Copy the rows below word for word, from the line with "Task: tag every instance of the green leaf" to the line with "pixel 155 163", including both of those lines.

════════

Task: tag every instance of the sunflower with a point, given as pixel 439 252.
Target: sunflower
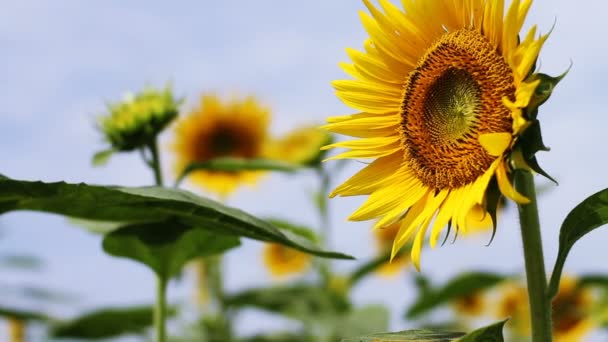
pixel 139 118
pixel 571 311
pixel 213 130
pixel 282 261
pixel 513 303
pixel 441 91
pixel 384 238
pixel 472 304
pixel 571 307
pixel 300 146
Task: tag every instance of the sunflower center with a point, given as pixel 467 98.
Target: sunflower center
pixel 226 140
pixel 451 105
pixel 452 97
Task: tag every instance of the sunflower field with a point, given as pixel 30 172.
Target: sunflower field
pixel 265 171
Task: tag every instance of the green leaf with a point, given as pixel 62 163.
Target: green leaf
pixel 590 214
pixel 25 262
pixel 463 285
pixel 300 301
pixel 166 247
pixel 101 158
pixel 368 267
pixel 107 323
pixel 230 164
pixel 299 230
pixel 599 280
pixel 491 333
pixel 408 336
pixel 543 91
pixel 276 337
pixel 365 320
pixel 97 227
pixel 23 315
pixel 40 294
pixel 145 205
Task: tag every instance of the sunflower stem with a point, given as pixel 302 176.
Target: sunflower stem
pixel 323 209
pixel 540 305
pixel 160 310
pixel 155 163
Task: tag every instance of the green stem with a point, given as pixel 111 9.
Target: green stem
pixel 158 176
pixel 323 209
pixel 160 310
pixel 540 305
pixel 324 205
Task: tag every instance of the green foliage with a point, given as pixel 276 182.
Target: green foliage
pixel 166 247
pixel 24 315
pixel 23 262
pixel 275 337
pixel 232 164
pixel 462 285
pixel 585 217
pixel 107 323
pixel 138 119
pixel 408 335
pixel 491 333
pixel 360 321
pixel 369 267
pixel 101 158
pixel 297 229
pixel 145 205
pixel 301 301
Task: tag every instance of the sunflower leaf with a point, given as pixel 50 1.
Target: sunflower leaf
pixel 299 301
pixel 490 333
pixel 364 320
pixel 107 323
pixel 463 285
pixel 297 229
pixel 165 247
pixel 531 141
pixel 21 261
pixel 101 158
pixel 590 214
pixel 145 204
pixel 426 335
pixel 230 164
pixel 543 91
pixel 24 315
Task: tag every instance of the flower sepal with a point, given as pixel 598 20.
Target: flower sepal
pixel 138 119
pixel 543 91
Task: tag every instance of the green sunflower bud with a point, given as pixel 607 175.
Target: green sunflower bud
pixel 138 119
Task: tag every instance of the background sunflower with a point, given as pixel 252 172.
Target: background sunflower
pixel 271 49
pixel 237 128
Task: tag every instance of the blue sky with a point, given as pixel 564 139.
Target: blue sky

════════

__Answer to this task__.
Task: tag every instance of the green leaf with a point, given as pixel 62 163.
Target: green leaf
pixel 590 214
pixel 25 262
pixel 463 285
pixel 300 301
pixel 166 247
pixel 101 158
pixel 368 267
pixel 107 323
pixel 230 164
pixel 299 230
pixel 599 280
pixel 491 333
pixel 408 336
pixel 543 91
pixel 276 337
pixel 365 320
pixel 97 227
pixel 23 315
pixel 40 294
pixel 145 205
Task: tag every instance of the sunflower stem with a point, given as pixel 302 176.
Target: sunflower stem
pixel 323 209
pixel 540 305
pixel 160 310
pixel 155 163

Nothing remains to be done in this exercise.